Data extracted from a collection
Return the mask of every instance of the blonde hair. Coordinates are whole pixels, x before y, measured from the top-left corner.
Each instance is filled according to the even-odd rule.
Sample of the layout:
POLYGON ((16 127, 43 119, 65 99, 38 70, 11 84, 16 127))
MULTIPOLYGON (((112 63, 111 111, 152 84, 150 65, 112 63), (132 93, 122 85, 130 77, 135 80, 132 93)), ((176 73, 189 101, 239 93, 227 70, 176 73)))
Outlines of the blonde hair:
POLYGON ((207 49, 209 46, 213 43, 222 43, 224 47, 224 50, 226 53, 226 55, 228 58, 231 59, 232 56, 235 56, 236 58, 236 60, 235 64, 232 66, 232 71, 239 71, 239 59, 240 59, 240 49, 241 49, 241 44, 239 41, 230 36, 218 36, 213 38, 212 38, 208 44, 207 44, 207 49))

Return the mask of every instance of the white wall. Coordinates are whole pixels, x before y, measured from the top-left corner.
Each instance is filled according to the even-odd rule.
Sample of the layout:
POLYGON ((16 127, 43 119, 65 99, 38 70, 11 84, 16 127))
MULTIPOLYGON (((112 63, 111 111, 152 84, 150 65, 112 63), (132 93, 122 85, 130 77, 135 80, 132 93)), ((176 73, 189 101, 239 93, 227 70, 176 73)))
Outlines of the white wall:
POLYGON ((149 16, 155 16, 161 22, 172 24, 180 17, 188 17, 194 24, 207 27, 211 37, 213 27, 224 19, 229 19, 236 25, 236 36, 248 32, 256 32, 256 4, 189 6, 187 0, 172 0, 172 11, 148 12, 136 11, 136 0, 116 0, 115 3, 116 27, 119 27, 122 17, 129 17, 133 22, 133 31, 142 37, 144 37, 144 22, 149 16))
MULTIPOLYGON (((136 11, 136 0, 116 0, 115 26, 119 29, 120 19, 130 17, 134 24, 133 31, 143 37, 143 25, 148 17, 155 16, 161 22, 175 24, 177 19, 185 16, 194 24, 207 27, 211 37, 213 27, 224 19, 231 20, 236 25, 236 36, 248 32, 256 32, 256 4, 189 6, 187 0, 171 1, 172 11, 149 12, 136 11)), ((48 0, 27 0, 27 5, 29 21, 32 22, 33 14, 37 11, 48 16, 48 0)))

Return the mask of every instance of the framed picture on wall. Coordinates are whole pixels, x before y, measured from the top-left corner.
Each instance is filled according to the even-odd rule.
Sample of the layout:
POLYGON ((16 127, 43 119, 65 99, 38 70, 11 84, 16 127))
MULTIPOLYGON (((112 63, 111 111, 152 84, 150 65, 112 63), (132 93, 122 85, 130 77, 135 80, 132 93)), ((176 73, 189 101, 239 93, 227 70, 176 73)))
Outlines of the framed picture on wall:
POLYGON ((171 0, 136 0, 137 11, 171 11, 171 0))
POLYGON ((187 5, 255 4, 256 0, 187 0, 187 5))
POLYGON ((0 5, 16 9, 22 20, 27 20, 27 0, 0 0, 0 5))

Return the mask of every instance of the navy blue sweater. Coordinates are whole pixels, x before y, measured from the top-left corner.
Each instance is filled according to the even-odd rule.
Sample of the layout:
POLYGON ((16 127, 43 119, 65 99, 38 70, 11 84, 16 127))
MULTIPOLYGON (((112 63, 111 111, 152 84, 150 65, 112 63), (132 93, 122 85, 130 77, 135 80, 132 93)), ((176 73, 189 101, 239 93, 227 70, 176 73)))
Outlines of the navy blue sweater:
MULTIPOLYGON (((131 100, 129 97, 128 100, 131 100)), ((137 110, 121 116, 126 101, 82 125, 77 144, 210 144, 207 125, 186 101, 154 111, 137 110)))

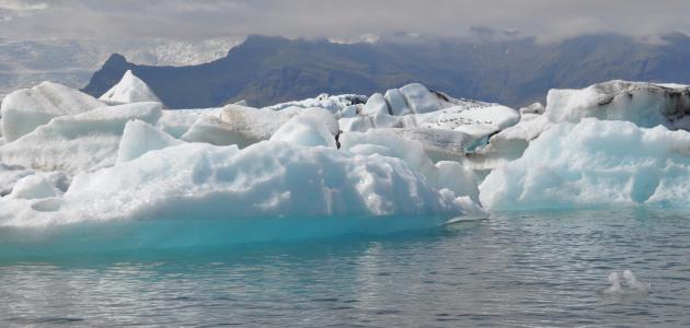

§ **WHAT YOU ARE ASKED TO DO**
Express the lines above as a JSON list of strings, one string per line, with blank lines skipped. Leave the pictures out of your answer.

§ **EXPECTED ANSWER**
[
  "Return the mask of every instance of the blonde hair. Coordinates are whole pixels, x before y, measured from the top-left corner.",
  "Each instance is filled according to the even-odd rule.",
  "Sample of the layout:",
  "POLYGON ((16 127, 43 119, 65 99, 38 70, 11 84, 16 127))",
  "MULTIPOLYGON (((112 63, 111 111, 152 84, 150 65, 112 63), (132 93, 122 85, 130 77, 135 80, 132 93)), ((176 73, 189 101, 239 93, 227 70, 176 73)))",
  "Outlines of the blonde hair:",
  "POLYGON ((207 49, 209 46, 213 43, 222 43, 224 47, 224 50, 226 53, 226 55, 228 58, 231 59, 232 56, 235 56, 236 58, 236 60, 235 64, 232 66, 232 71, 239 71, 239 59, 240 59, 240 49, 241 49, 241 44, 239 41, 230 36, 218 36, 213 38, 212 38, 208 44, 207 44, 207 49))",
  "Return the mask of every instance of the white wall. Coordinates are whole pixels, x before y, measured from the top-left corner.",
  "Each instance is filled according to the even-odd rule.",
  "Sample of the layout:",
  "POLYGON ((16 127, 43 119, 65 99, 38 70, 11 84, 16 127))",
  "MULTIPOLYGON (((112 63, 111 111, 152 84, 150 65, 112 63), (132 93, 122 85, 130 77, 135 80, 132 93)), ((176 73, 189 101, 239 93, 227 70, 176 73)))",
  "Outlines of the white wall:",
  "POLYGON ((149 16, 155 16, 161 22, 172 24, 180 17, 188 17, 194 24, 207 27, 211 37, 213 27, 224 19, 229 19, 236 25, 236 36, 248 32, 256 32, 256 4, 189 6, 187 0, 172 0, 172 11, 148 12, 136 11, 136 0, 116 0, 115 3, 116 27, 119 27, 122 17, 129 17, 133 22, 133 31, 142 37, 144 37, 144 22, 149 16))",
  "MULTIPOLYGON (((136 11, 136 0, 116 0, 115 26, 119 29, 120 19, 130 17, 134 24, 133 31, 143 37, 143 25, 148 17, 155 16, 161 22, 175 24, 177 19, 185 16, 194 24, 207 27, 211 37, 213 27, 224 19, 231 20, 236 25, 236 36, 248 32, 256 32, 256 4, 189 6, 187 0, 171 1, 172 11, 149 12, 136 11)), ((48 0, 27 0, 27 5, 29 21, 32 22, 33 14, 37 11, 48 16, 48 0)))",
  "Return the mask of every instance of the framed picture on wall. Coordinates are whole pixels, x before y, measured from the top-left corner.",
  "Each instance is filled according to the even-odd rule.",
  "Sample of the layout:",
  "POLYGON ((16 127, 43 119, 65 99, 38 70, 11 84, 16 127))",
  "MULTIPOLYGON (((112 63, 111 111, 152 84, 150 65, 112 63), (132 93, 122 85, 130 77, 135 80, 132 93)), ((176 73, 189 101, 239 93, 227 70, 176 73)))",
  "Outlines of the framed picture on wall:",
  "POLYGON ((171 0, 136 0, 137 11, 171 11, 171 0))",
  "POLYGON ((187 5, 255 4, 256 0, 187 0, 187 5))",
  "POLYGON ((0 5, 16 9, 22 20, 27 20, 27 0, 0 0, 0 5))",
  "Return the mask of every instance of the navy blue sweater. Coordinates are whole pixels, x before y, measured from the top-left corner.",
  "Each instance is filled according to the even-odd rule.",
  "Sample of the layout:",
  "POLYGON ((16 127, 43 119, 65 99, 38 70, 11 84, 16 127))",
  "MULTIPOLYGON (((112 63, 111 111, 152 84, 150 65, 112 63), (132 93, 122 85, 130 77, 135 80, 132 93)), ((176 73, 189 101, 239 93, 227 70, 176 73)))",
  "Outlines of the navy blue sweater:",
  "MULTIPOLYGON (((131 100, 129 97, 128 100, 131 100)), ((137 110, 121 116, 126 101, 82 125, 77 144, 210 144, 207 125, 186 101, 154 111, 137 110)))"
]